> EXERCISE DESCRIPTION: Update the passage on building databases with sequence algebra from "Combining sequence algebra" up to and including "anything to go by.", replacing "backyard" with "garage".

> DOCUMENT PASSAGE:
####################
Building Databases Via Sequence Algebra

by

Huen Y.K.

CAHRC, P.O.Box 1003, Singapore 911101
http://web.singnet.com.sg/~activweb/
Related URL-sites: http://web.singnet.com.sg/~huens/
email: huens@mbox3.singnet.com.sg

(A short communication - 1st released: 28/12/97, Revised:28/12)


Abstract

Combining sequence algebra and list processing functions in Macsyma, this paper shows how to build a small database engine in minutes in your own backyard. Databases have come a long way and have become very sophisticated, so much so that learning to use one has become a major undertaking. There are occasions where one needs only a simple database for local use. A very simple database complete with its own search engine can be built from a template in minutes using a symbolic software called Macsyma 2.2. Although it is no match to the plethora of commerical database programs, nevertheless its simplicity might be difficult to ignore if the present trend of migration of data processing from servers to clients' sides is anything to go by.


1. Introduction

The developments of databases have come a long way with today's plethora of choices such as VB Data Access Objects, Open Database Connectivity (ODBC), Remote Data Objects, OLE DB, ActiveX Data Objects, dBASE, Btrieve, Paradox, FoxPro and ODBC data sources. The choices are bewildering and the learning curves steep. For small local database, these seem like overkills. This paper describes a very simple database which you can setup in minutes using Macsyma 2.2. It is crude but if you wish to transmit your database together with the search engine across the web to your readers, you will begin to appreciate why such a database has it niche. Conventional database across the web cannot be used without involving a server which means time delay in signal transmissions and receptions. The project demonstrates once again the increasing number of potential applications arising from sequence algebra.

The outer-product of two discrete number sequences F1(x) and F2(y) will generate a 2D- number sequence involving order-variables x and y. One can extend this paradigm to an nD-sequence by the outer product of n x 1D-sequences. Sequences are simply lists in algebraic format. These can be easily converted over to list format and manipulated by powerful list processing functions available in the LISP language. This paper shows Macsyma 2.2 can be used for this purpose [3].
####################
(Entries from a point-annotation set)
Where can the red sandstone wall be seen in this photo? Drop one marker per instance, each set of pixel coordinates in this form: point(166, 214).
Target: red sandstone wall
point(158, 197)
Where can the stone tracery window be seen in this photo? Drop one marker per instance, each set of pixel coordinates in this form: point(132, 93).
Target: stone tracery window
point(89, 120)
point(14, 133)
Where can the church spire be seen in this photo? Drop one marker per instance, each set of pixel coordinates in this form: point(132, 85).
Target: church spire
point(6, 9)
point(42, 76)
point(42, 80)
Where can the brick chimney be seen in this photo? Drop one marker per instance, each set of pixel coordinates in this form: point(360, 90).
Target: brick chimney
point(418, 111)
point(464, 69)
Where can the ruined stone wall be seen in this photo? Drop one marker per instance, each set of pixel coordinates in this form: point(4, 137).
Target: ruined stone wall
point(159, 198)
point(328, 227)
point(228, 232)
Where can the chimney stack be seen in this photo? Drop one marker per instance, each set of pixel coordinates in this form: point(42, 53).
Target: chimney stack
####################
> RESULT OF THE EXERCISE:
Combining sequence algebra and list processing functions in Macsyma, this paper shows how to build a small database engine in minutes in your own garage. Databases have come a long way and have become very sophisticated, so much so that learning to use one has become a major undertaking. There are occasions where one needs only a simple database for local use. A very simple database complete with its own search engine can be built from a template in minutes using a symbolic software called Macsyma 2.2. Although it is no match to the plethora of commerical database programs, nevertheless its simplicity might be difficult to ignore if the present trend of migration of data processing from servers to clients' sides is anything to go by.